#### Your instructions:
Would you retype all of these records exactly?

[Records]
>> Start
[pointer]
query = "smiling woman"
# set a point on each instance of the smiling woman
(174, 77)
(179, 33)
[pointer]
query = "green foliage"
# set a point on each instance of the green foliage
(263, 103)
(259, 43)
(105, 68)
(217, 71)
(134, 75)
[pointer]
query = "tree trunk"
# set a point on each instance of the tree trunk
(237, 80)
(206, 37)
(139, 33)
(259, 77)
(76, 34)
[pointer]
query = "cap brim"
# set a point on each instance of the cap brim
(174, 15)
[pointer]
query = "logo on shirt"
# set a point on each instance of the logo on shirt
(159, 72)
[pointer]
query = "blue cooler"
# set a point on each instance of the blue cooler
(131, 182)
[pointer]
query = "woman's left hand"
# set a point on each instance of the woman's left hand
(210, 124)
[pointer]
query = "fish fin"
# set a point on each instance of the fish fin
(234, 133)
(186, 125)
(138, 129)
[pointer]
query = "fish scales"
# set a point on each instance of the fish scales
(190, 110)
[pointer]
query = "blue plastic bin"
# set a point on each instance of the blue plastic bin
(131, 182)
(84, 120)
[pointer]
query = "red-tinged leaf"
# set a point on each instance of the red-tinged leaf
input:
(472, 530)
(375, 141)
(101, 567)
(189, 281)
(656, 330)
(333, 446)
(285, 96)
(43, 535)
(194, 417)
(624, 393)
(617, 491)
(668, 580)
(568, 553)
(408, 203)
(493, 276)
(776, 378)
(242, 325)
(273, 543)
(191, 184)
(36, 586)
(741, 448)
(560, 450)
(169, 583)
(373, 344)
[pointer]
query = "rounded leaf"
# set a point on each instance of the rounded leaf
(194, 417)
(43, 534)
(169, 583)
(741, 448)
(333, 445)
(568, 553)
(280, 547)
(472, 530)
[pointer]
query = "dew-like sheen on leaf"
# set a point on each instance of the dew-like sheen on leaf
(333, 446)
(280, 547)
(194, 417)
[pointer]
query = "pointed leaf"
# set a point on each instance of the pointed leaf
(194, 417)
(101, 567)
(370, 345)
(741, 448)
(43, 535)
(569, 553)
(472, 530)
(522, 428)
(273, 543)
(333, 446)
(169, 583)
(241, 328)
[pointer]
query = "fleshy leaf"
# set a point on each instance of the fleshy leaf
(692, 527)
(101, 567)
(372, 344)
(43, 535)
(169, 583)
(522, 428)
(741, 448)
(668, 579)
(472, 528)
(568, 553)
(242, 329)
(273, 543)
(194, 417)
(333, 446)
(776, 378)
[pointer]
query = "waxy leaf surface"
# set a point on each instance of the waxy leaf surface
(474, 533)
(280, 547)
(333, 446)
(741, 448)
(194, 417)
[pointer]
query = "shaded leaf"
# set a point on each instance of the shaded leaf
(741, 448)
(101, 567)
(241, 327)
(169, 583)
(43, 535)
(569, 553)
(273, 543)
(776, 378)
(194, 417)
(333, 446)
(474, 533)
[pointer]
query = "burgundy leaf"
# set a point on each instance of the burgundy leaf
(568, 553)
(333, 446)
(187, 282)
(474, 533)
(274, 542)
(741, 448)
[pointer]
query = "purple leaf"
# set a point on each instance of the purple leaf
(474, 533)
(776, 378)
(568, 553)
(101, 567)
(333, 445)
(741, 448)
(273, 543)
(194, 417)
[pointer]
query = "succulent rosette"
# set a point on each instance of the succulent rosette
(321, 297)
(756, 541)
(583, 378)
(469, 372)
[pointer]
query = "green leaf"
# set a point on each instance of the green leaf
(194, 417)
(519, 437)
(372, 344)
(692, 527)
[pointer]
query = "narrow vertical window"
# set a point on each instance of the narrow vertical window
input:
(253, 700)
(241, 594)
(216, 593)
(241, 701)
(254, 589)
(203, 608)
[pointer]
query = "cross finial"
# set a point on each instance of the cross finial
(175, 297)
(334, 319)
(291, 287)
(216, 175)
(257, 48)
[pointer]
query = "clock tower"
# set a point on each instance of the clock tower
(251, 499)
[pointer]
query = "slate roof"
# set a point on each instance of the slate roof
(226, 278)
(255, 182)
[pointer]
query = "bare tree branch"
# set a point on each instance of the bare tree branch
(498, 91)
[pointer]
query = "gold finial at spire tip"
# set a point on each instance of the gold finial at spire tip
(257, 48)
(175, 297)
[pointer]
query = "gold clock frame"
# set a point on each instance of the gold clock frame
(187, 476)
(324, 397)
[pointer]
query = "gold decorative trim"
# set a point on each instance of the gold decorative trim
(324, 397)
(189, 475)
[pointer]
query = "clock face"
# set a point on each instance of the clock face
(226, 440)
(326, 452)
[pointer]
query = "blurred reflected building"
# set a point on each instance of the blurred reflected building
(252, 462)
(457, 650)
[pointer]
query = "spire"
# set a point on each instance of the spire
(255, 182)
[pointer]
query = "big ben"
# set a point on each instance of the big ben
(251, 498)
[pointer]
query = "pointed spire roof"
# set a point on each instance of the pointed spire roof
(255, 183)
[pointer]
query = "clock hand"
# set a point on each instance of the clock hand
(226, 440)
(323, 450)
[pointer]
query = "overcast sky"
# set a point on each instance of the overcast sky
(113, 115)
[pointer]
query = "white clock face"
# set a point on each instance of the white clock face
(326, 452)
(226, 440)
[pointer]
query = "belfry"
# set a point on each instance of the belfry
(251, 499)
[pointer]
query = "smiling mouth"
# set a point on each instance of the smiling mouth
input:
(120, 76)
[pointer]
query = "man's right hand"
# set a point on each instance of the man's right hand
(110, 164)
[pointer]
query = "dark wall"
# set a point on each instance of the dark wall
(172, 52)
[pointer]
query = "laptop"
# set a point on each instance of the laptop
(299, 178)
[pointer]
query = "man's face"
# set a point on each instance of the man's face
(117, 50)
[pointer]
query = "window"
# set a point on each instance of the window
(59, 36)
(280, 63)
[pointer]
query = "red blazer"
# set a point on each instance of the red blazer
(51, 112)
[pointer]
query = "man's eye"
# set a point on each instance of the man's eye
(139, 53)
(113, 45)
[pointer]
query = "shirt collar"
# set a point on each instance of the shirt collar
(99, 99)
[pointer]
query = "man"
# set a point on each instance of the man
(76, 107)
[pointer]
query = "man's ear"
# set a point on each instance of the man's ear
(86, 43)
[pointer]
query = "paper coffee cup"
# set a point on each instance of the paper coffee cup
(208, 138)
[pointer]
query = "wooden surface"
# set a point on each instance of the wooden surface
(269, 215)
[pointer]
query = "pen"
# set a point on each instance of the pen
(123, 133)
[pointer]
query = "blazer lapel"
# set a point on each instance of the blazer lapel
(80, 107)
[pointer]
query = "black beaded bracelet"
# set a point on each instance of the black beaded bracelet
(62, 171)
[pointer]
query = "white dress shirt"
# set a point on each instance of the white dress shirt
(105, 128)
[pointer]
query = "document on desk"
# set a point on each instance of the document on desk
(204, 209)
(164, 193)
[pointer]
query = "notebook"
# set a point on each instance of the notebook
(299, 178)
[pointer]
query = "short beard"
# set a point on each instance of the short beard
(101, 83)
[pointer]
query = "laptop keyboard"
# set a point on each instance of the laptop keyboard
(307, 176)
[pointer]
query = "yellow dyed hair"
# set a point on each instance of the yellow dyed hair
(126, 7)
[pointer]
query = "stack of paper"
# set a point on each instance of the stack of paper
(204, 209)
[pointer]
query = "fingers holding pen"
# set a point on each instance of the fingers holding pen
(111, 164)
>> End
#### Written solution:
[pointer]
query = "smiling woman"
# set a point on each instance of the smiling woman
(174, 77)
(179, 33)
[pointer]
query = "green foliage"
# set a point on each instance of the green foliage
(263, 103)
(259, 43)
(105, 68)
(217, 71)
(134, 75)
[pointer]
query = "tree trunk"
# set a point on each instance of the tree trunk
(237, 80)
(206, 37)
(139, 33)
(259, 77)
(76, 34)
[pointer]
query = "cap brim"
# set a point on each instance of the cap brim
(174, 15)
[pointer]
query = "logo on shirt"
# set a point on each instance of the logo on shirt
(159, 72)
[pointer]
query = "blue cooler"
# set a point on each instance of the blue cooler
(131, 182)
[pointer]
query = "woman's left hand"
# set a point on each instance of the woman's left hand
(210, 124)
[pointer]
query = "fish fin"
# set a point on each instance of the fish fin
(234, 133)
(186, 125)
(138, 129)
[pointer]
query = "fish scales"
# set a point on each instance of the fish scales
(190, 110)
[pointer]
query = "blue plastic bin"
# set a point on each instance of the blue plastic bin
(131, 182)
(84, 120)
[pointer]
query = "red-tinged leaf"
# set a point on each instance of the red-tinged leaf
input:
(472, 530)
(375, 141)
(101, 567)
(189, 281)
(656, 330)
(333, 446)
(285, 96)
(43, 535)
(194, 417)
(624, 393)
(617, 491)
(668, 580)
(568, 553)
(408, 203)
(493, 276)
(776, 378)
(242, 325)
(273, 543)
(191, 184)
(36, 586)
(741, 448)
(560, 450)
(169, 583)
(373, 344)
[pointer]
query = "rounded leaf"
# set a point on each instance of the rounded leaf
(194, 417)
(43, 534)
(169, 583)
(741, 448)
(333, 445)
(568, 553)
(280, 547)
(472, 530)
[pointer]
query = "dew-like sheen on leaf"
# set a point on each instance of the dew-like sheen on leaf
(333, 446)
(280, 547)
(194, 417)
[pointer]
query = "pointed leaf"
# set a point on each instance of the pointed leaf
(194, 417)
(101, 567)
(370, 345)
(741, 448)
(43, 535)
(569, 553)
(472, 530)
(522, 428)
(273, 543)
(333, 446)
(169, 583)
(241, 328)
[pointer]
query = "fleshy leaf"
# set a point on each instance of the fleshy leaf
(692, 527)
(101, 567)
(372, 344)
(43, 535)
(169, 583)
(522, 428)
(741, 448)
(668, 579)
(472, 528)
(568, 553)
(242, 329)
(273, 543)
(194, 417)
(333, 446)
(776, 378)
[pointer]
query = "waxy leaf surface"
# set a point on each instance of the waxy leaf surface
(474, 533)
(280, 547)
(333, 446)
(741, 448)
(194, 417)
[pointer]
query = "shaded leaf"
# set a point on each instance of the shaded leaf
(741, 448)
(101, 567)
(241, 327)
(169, 583)
(43, 535)
(569, 553)
(273, 543)
(776, 378)
(194, 417)
(333, 446)
(474, 533)
[pointer]
query = "burgundy leaf"
# set a point on each instance of the burgundy leaf
(568, 553)
(333, 446)
(187, 282)
(474, 533)
(274, 542)
(741, 448)
[pointer]
query = "purple leaf"
# set a point on each instance of the purple leaf
(474, 533)
(776, 378)
(568, 553)
(101, 567)
(333, 445)
(741, 448)
(273, 543)
(194, 417)
[pointer]
query = "succulent rosette"
# set a point on each instance of the succulent rosette
(321, 297)
(756, 541)
(583, 378)
(469, 372)
[pointer]
query = "green leaf"
# set a point on each instance of the green leaf
(194, 417)
(519, 437)
(372, 344)
(692, 527)
[pointer]
query = "narrow vertical window"
# set a point on each instance of the narrow vertical window
input:
(253, 700)
(241, 594)
(216, 593)
(241, 701)
(254, 589)
(203, 608)
[pointer]
query = "cross finial"
# set a point on each instance of the cross finial
(175, 297)
(334, 319)
(291, 287)
(216, 175)
(257, 48)
[pointer]
query = "clock tower"
# set a point on each instance of the clock tower
(251, 499)
[pointer]
query = "slate roof"
# set a point on each instance of the slate roof
(226, 278)
(255, 182)
[pointer]
query = "bare tree branch"
# set a point on each instance of the bare tree branch
(498, 91)
[pointer]
query = "gold finial at spire tip"
# set a point on each instance of the gold finial at spire tip
(257, 48)
(175, 297)
[pointer]
query = "gold clock frame"
# set a point on each instance of the gold clock frame
(187, 476)
(324, 397)
[pointer]
query = "gold decorative trim"
# set a point on each instance of the gold decorative trim
(324, 397)
(189, 475)
[pointer]
query = "clock face"
# set a point on each instance of the clock face
(226, 440)
(326, 452)
[pointer]
query = "blurred reflected building"
# set a point on each instance of the blurred reflected building
(252, 462)
(457, 650)
[pointer]
query = "spire"
# set a point on each instance of the spire
(255, 182)
[pointer]
query = "big ben"
# set a point on each instance of the big ben
(251, 498)
[pointer]
query = "pointed spire roof"
# set a point on each instance of the pointed spire roof
(255, 183)
[pointer]
query = "clock hand"
# set a point on each instance of the clock hand
(226, 440)
(323, 450)
[pointer]
query = "overcast sky"
# set a point on each instance of the overcast sky
(113, 115)
[pointer]
query = "white clock face"
# set a point on each instance of the white clock face
(326, 452)
(226, 440)
[pointer]
query = "belfry"
# set a point on each instance of the belfry
(251, 499)
[pointer]
query = "smiling mouth"
# set a point on each instance of the smiling mouth
input:
(120, 76)
[pointer]
query = "man's right hand"
# set a point on each instance of the man's right hand
(110, 164)
[pointer]
query = "dark wall"
# set a point on each instance of the dark wall
(172, 52)
[pointer]
query = "laptop"
# set a point on each instance of the laptop
(299, 178)
[pointer]
query = "man's face"
# set a point on each instance of the man's face
(117, 50)
[pointer]
query = "window"
# set a point on each instance of the window
(59, 36)
(280, 63)
[pointer]
query = "red blazer"
# set a point on each instance of the red blazer
(51, 112)
[pointer]
query = "man's eye"
# set a point on each instance of the man's eye
(139, 53)
(113, 45)
[pointer]
query = "shirt collar"
# set a point on each instance of the shirt collar
(99, 99)
[pointer]
query = "man"
# set a point on each instance of the man
(76, 107)
[pointer]
query = "man's ear"
# set a point on each instance of the man's ear
(86, 43)
[pointer]
query = "paper coffee cup"
# set a point on each instance of the paper coffee cup
(208, 138)
[pointer]
query = "wooden surface"
# set a point on each instance of the wooden surface
(269, 215)
[pointer]
query = "pen"
# set a point on each instance of the pen
(123, 133)
[pointer]
query = "blazer lapel"
# set a point on each instance of the blazer lapel
(80, 107)
[pointer]
query = "black beaded bracelet"
# set a point on each instance of the black beaded bracelet
(62, 171)
[pointer]
query = "white dress shirt"
# set a point on each instance of the white dress shirt
(105, 128)
[pointer]
query = "document on desk"
# set a point on each instance of the document on desk
(204, 209)
(164, 193)
[pointer]
query = "notebook"
# set a point on each instance of the notebook
(299, 178)
[pointer]
query = "short beard"
# set a point on each instance of the short beard
(101, 83)
[pointer]
query = "laptop keyboard"
# set a point on each instance of the laptop keyboard
(307, 176)
[pointer]
query = "yellow dyed hair"
# set a point on each instance of the yellow dyed hair
(126, 7)
[pointer]
query = "stack of paper"
# set a point on each instance of the stack of paper
(204, 209)
[pointer]
query = "fingers holding pen"
# set a point on each instance of the fingers holding pen
(111, 164)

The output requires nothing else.